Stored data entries
= = = =
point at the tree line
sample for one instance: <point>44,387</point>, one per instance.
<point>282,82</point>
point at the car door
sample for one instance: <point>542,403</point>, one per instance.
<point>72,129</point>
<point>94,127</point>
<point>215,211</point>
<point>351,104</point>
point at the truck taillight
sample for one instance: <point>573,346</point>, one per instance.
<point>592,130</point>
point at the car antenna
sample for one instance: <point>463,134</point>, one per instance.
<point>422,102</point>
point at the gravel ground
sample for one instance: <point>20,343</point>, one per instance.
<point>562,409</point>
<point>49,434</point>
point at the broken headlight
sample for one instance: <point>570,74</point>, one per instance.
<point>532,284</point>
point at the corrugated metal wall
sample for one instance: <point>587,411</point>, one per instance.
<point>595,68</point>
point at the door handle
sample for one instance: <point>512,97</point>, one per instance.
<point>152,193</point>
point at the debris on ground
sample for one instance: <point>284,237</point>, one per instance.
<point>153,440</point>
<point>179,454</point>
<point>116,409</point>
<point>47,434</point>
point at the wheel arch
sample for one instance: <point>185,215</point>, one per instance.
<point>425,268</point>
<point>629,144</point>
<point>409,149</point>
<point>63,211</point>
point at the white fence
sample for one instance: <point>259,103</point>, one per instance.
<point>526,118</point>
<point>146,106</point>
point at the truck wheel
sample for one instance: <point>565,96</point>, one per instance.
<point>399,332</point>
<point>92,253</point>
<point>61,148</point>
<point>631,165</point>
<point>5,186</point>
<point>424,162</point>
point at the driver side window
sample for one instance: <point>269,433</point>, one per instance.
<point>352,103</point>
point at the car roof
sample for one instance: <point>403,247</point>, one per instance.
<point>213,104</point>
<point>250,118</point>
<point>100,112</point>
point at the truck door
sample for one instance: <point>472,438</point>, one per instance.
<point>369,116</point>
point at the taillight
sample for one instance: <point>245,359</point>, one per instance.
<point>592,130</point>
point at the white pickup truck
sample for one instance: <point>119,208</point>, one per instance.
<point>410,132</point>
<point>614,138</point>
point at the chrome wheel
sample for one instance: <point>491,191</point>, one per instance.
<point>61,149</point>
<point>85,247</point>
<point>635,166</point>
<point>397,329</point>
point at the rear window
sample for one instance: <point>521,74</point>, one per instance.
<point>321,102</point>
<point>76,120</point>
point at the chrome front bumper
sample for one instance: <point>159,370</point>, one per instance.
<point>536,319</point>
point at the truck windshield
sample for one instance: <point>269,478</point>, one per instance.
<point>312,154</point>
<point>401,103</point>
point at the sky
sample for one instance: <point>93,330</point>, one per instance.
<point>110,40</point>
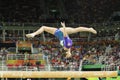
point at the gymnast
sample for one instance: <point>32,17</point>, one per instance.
<point>62,34</point>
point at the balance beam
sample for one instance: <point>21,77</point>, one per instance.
<point>57,74</point>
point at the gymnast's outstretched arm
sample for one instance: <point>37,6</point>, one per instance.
<point>68,50</point>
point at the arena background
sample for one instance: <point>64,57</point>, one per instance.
<point>90,52</point>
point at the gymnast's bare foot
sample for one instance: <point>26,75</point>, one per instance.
<point>93,31</point>
<point>30,35</point>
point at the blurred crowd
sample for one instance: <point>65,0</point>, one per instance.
<point>51,11</point>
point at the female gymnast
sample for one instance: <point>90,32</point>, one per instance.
<point>62,35</point>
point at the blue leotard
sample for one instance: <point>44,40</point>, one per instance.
<point>64,41</point>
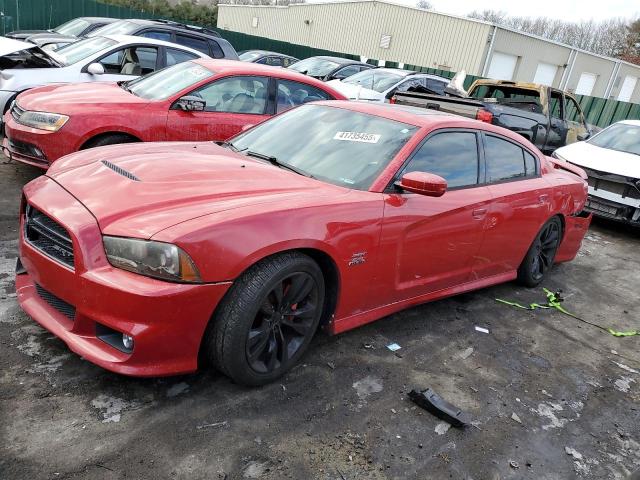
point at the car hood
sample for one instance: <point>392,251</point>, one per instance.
<point>590,156</point>
<point>138,190</point>
<point>9,46</point>
<point>69,98</point>
<point>356,92</point>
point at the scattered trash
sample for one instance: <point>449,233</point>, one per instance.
<point>624,367</point>
<point>466,354</point>
<point>573,452</point>
<point>623,384</point>
<point>212,425</point>
<point>433,403</point>
<point>554,300</point>
<point>442,428</point>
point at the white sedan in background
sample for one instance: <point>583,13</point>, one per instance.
<point>107,58</point>
<point>611,159</point>
<point>379,84</point>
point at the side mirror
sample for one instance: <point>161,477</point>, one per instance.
<point>95,69</point>
<point>190,103</point>
<point>423,184</point>
<point>583,136</point>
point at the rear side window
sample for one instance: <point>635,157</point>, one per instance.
<point>178,56</point>
<point>505,160</point>
<point>193,42</point>
<point>216,50</point>
<point>291,94</point>
<point>451,155</point>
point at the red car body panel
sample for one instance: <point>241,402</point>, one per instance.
<point>228,211</point>
<point>99,108</point>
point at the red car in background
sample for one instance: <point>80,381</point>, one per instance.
<point>145,258</point>
<point>194,100</point>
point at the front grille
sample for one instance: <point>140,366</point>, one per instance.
<point>623,186</point>
<point>16,112</point>
<point>63,307</point>
<point>48,236</point>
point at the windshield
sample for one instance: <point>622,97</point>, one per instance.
<point>123,27</point>
<point>72,27</point>
<point>375,79</point>
<point>619,136</point>
<point>164,83</point>
<point>335,145</point>
<point>249,56</point>
<point>74,52</point>
<point>314,66</point>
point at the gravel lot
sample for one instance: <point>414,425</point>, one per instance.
<point>344,413</point>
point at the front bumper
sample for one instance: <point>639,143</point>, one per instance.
<point>166,320</point>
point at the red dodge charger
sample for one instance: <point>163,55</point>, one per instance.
<point>145,258</point>
<point>193,101</point>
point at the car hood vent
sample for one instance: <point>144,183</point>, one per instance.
<point>120,171</point>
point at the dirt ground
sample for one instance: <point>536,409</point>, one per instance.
<point>551,398</point>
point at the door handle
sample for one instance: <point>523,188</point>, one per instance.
<point>479,213</point>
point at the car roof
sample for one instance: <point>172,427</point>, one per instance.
<point>150,41</point>
<point>336,59</point>
<point>420,117</point>
<point>401,71</point>
<point>267,52</point>
<point>631,122</point>
<point>249,68</point>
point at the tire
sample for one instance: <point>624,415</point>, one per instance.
<point>276,303</point>
<point>541,254</point>
<point>110,139</point>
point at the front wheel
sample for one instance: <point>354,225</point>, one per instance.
<point>267,320</point>
<point>541,254</point>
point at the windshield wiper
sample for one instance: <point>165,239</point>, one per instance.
<point>274,161</point>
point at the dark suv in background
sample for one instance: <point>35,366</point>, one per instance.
<point>204,40</point>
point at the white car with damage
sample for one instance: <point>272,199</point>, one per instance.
<point>107,58</point>
<point>611,159</point>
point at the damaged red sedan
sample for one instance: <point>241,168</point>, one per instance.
<point>146,258</point>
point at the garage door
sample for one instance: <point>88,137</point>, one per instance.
<point>586,83</point>
<point>545,74</point>
<point>502,66</point>
<point>627,88</point>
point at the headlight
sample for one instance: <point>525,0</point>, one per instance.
<point>43,120</point>
<point>152,259</point>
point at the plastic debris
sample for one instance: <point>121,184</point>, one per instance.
<point>433,403</point>
<point>394,347</point>
<point>554,300</point>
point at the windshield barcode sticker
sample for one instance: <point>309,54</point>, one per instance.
<point>357,137</point>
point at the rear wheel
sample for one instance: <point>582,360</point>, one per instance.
<point>541,254</point>
<point>109,139</point>
<point>266,321</point>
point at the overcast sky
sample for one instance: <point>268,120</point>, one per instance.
<point>573,10</point>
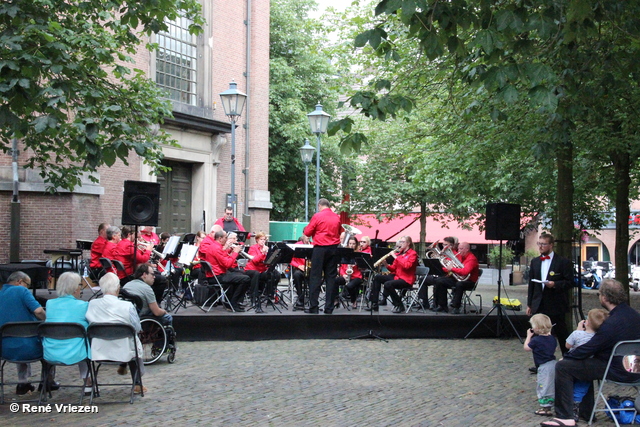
= = = =
_TASK GOAL_
Every record should be duplicated exactly, though any picture in it must be left out.

_FINISHED TASK_
point at the tree line
sample for one instance: <point>44,387</point>, one per instance.
<point>282,82</point>
point at the car door
sample for one instance: <point>542,403</point>, one per instance.
<point>72,129</point>
<point>94,127</point>
<point>215,211</point>
<point>351,104</point>
point at the truck taillight
sample for one instance: <point>573,346</point>, one per instance.
<point>592,130</point>
point at the car antenna
sample for one instance: <point>463,134</point>, one per instance.
<point>422,102</point>
point at the gravel ground
sample for one instance: <point>20,343</point>, one per instance.
<point>562,409</point>
<point>49,434</point>
point at the broken headlight
sample for one instance: <point>570,74</point>, one per instance.
<point>532,284</point>
point at the corrugated metal wall
sample for one instance: <point>587,411</point>, one per instance.
<point>595,68</point>
point at the door handle
sample for one instance: <point>512,97</point>, one per instance.
<point>152,193</point>
point at the debris on ground
sample for one instance: <point>284,237</point>, one per instance.
<point>153,440</point>
<point>179,454</point>
<point>116,409</point>
<point>47,434</point>
point at the wheel arch
sample for one instance: <point>185,215</point>, one per instance.
<point>425,268</point>
<point>629,144</point>
<point>409,149</point>
<point>63,211</point>
point at the white fence
sample for one instance: <point>259,103</point>, one per instance.
<point>526,118</point>
<point>146,106</point>
point at the truck wheel
sample for one instance: <point>565,96</point>, one per instance.
<point>399,332</point>
<point>92,253</point>
<point>61,148</point>
<point>631,165</point>
<point>5,186</point>
<point>424,162</point>
point at the driver side window
sample for one instance: <point>269,433</point>, one per instance.
<point>352,103</point>
point at the car roof
sample for one instance: <point>403,247</point>, one per instance.
<point>213,104</point>
<point>250,118</point>
<point>100,112</point>
point at the truck door
sample for one instance: <point>472,438</point>, one per instance.
<point>369,116</point>
point at the taillight
sample for one instance: <point>245,359</point>, one per instance.
<point>592,130</point>
point at the white pickup truck
sample for one instance: <point>119,208</point>, one per instance.
<point>410,132</point>
<point>614,138</point>
point at the chrome wheel
sample for one instance: <point>491,191</point>, one per instance.
<point>61,149</point>
<point>85,247</point>
<point>635,166</point>
<point>397,329</point>
point at the rear window
sample for one instance: <point>521,74</point>, one per instance.
<point>321,102</point>
<point>76,120</point>
point at the chrome front bumper
sample for one instance: <point>159,370</point>, one per instance.
<point>536,319</point>
point at the truck windshield
sample for one instance: <point>269,478</point>, one per instance.
<point>312,154</point>
<point>401,103</point>
point at the sky
sample for one instance: <point>93,330</point>, one per instance.
<point>110,40</point>
point at the gymnast
sample for one instance: <point>32,17</point>, one per instance.
<point>62,34</point>
point at the balance beam
sample for one instance: <point>21,77</point>, one per instance.
<point>57,74</point>
point at the gymnast's outstretched arm
sample for one instance: <point>37,6</point>, one per instance.
<point>68,50</point>
point at the arena background
sample for one instance: <point>64,57</point>, one per instance.
<point>90,52</point>
point at the gymnast's bare foot
sample for one instance: <point>26,75</point>, one per instance.
<point>93,31</point>
<point>30,35</point>
point at the blurred crowd
sample for one instance: <point>65,0</point>, one per instance.
<point>51,11</point>
point at the female gymnast
sample for one instance: <point>90,32</point>, one per instance.
<point>62,35</point>
point at the blue leotard
sample for one instance: <point>44,40</point>, one per instance.
<point>64,41</point>
point at the car hood
sample for one instance: <point>392,251</point>, one per instance.
<point>590,156</point>
<point>138,190</point>
<point>9,46</point>
<point>69,98</point>
<point>356,92</point>
point at the scattered trash
sample for one instance: <point>449,233</point>, one per instance.
<point>624,367</point>
<point>466,354</point>
<point>573,452</point>
<point>623,384</point>
<point>212,425</point>
<point>433,403</point>
<point>554,300</point>
<point>442,428</point>
point at the white sedan in background
sample for one instance: <point>583,13</point>, one per instance.
<point>107,58</point>
<point>611,159</point>
<point>379,84</point>
point at the side mirror
sample for one instance: <point>161,477</point>, one per instance.
<point>95,69</point>
<point>190,103</point>
<point>423,184</point>
<point>583,136</point>
point at the rear side window
sample for one instance: <point>635,157</point>, one per instance.
<point>178,56</point>
<point>505,160</point>
<point>193,42</point>
<point>216,50</point>
<point>291,94</point>
<point>451,155</point>
point at the red car body panel
sample for one instance: <point>241,402</point>, one per instance.
<point>228,211</point>
<point>99,108</point>
point at the red car in background
sample for one instance: <point>80,381</point>, one per instance.
<point>145,258</point>
<point>194,100</point>
point at the front grille
sample for one instance: <point>140,366</point>, one per instance.
<point>623,186</point>
<point>16,112</point>
<point>63,307</point>
<point>48,236</point>
point at the windshield
sample for one instance: <point>622,97</point>, one per instance.
<point>123,27</point>
<point>72,27</point>
<point>375,79</point>
<point>619,136</point>
<point>164,83</point>
<point>335,145</point>
<point>249,56</point>
<point>74,52</point>
<point>314,66</point>
point at the gravel lot
sample for one instance: <point>414,425</point>, one per instance.
<point>344,413</point>
point at the front bumper
sample for one instance: <point>639,143</point>, one per instance.
<point>166,320</point>
point at the red dodge charger
sample for one instance: <point>163,55</point>, one per instance.
<point>145,258</point>
<point>193,101</point>
point at the car hood vent
sample for one instance: <point>144,183</point>, one per instance.
<point>120,171</point>
point at the dirt ground
sample for one instance: <point>536,409</point>, one per instance.
<point>551,398</point>
point at the door handle
sample for one instance: <point>523,188</point>, one per instance.
<point>479,213</point>
point at the car roof
sample for one instance: <point>172,427</point>, one per instance.
<point>150,41</point>
<point>336,59</point>
<point>420,117</point>
<point>401,71</point>
<point>267,52</point>
<point>631,122</point>
<point>249,68</point>
point at the tire
sample for one instance: <point>624,415</point>, one per instance.
<point>276,303</point>
<point>541,254</point>
<point>110,139</point>
point at the front wheel
sample for one instance: <point>354,225</point>, one per instance.
<point>267,320</point>
<point>541,254</point>
point at the windshield wiper
sample for one instance: <point>165,239</point>, one per instance.
<point>274,161</point>
point at the dark suv in background
sample for one instance: <point>35,366</point>, one per instance.
<point>204,40</point>
point at the white car with damage
sample for one instance: <point>272,199</point>, one per instance.
<point>107,58</point>
<point>611,159</point>
point at the damaged red sedan
sample for one instance: <point>241,168</point>, one per instance.
<point>146,258</point>
point at the garage door
sample for one instance: <point>88,137</point>, one per instance.
<point>586,83</point>
<point>545,74</point>
<point>502,66</point>
<point>627,88</point>
point at the headlight
sample for one instance: <point>525,0</point>, one per instance.
<point>43,120</point>
<point>152,259</point>
point at the plastic debris
sample for one instance: <point>121,184</point>, one per instance.
<point>433,403</point>
<point>394,347</point>
<point>554,300</point>
point at the windshield barcode sticker
sample for one instance: <point>309,54</point>, one per instance.
<point>357,137</point>
point at the rear wheel
sample for one instance: <point>582,360</point>, one per instance.
<point>541,254</point>
<point>109,139</point>
<point>266,321</point>
point at the overcast sky
sample for one instance: <point>268,120</point>, one per instance.
<point>573,10</point>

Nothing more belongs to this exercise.